_Activities_.
1. In the article on the OTC group's hospital visit, what was the group formerly called?
2. List every person named in the article on the OTC group's hospital visit.
3. In the article on the OTC group's hospital visit, rewrite the paragraph beginning "Andrea Ninehan, a special education teacher" as a short bulleted list that keeps its main facts.

|Group visits children with chronic illnesses|
Rashawn Warren, a student member of the Other Teens Care (OTC) support group at FCHS, dressed as Santa and gifted children in Roanoke Memorial’s pediatric unit with toys for Christmas.
Monday, December 16, 2013
By STACEY HAIRSTON - Staff Writer
Student members in Franklin County High School's Other Teens Care (OTC) support group visited Carilion Roanoke Memorial Hospital's pediatric unit last week to spread some holiday cheer to children who may not be able to spend the holidays at home.
The students, whose daily lives are impacted by chronic illness, share their experience with each other as well as others who are battling sickness and need support and encouragement.
Andrea Ninehan, a special education teacher at the high school, formed the OTC group two years ago. With a background in counseling and social work, Ninehan said she found the "perfect way to unite what I love most."
OTC is formerly known as the Chronic Illness Support Group. This is the second year the group has made the trip to the Roanoke hospital.

_Information shown_.
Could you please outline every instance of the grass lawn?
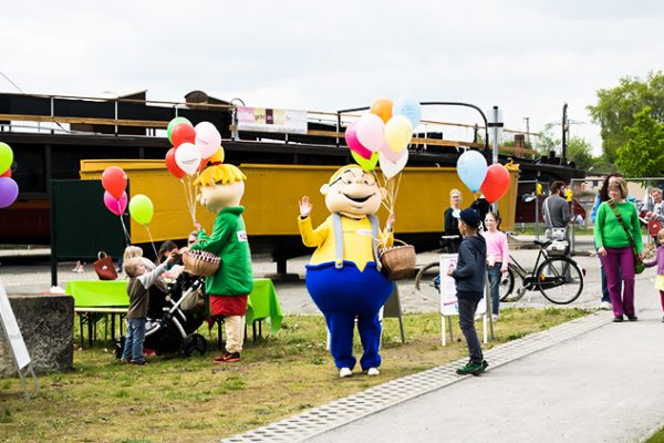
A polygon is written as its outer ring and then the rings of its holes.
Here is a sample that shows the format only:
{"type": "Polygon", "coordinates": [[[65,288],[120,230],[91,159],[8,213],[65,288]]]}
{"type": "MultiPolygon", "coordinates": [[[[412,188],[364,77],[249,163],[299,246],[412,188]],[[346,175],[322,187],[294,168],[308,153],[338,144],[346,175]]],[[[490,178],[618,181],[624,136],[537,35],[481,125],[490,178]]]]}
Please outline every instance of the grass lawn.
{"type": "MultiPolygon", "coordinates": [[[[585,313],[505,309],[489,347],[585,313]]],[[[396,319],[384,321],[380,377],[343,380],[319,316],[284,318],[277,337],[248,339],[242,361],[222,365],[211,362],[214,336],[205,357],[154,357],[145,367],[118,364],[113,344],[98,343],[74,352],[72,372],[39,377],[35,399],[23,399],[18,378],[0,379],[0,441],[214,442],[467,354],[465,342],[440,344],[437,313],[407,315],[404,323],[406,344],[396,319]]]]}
...
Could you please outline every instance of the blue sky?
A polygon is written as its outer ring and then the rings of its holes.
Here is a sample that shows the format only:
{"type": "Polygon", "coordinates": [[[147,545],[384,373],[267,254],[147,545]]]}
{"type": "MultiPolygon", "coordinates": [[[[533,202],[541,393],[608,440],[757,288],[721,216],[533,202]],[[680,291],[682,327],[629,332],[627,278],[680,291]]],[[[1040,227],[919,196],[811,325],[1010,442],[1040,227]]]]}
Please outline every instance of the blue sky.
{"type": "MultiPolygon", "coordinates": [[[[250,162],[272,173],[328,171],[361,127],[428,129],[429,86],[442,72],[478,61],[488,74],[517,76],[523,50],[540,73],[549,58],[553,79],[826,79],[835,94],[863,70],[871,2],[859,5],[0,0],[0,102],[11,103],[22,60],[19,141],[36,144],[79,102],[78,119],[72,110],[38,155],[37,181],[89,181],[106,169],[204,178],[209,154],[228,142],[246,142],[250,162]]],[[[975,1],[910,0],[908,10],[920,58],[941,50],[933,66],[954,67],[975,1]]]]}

_Solutions to the tasks_.
1. The Chronic Illness Support Group.

2. Rashawn Warren, Stacey Hairston, Andrea Ninehan

3.
- Andrea Ninehan, a special education teacher at the high school, formed the OTC group two years ago.
- She has a background in counseling and social work.
- She said the group was the "perfect way to unite what I love most."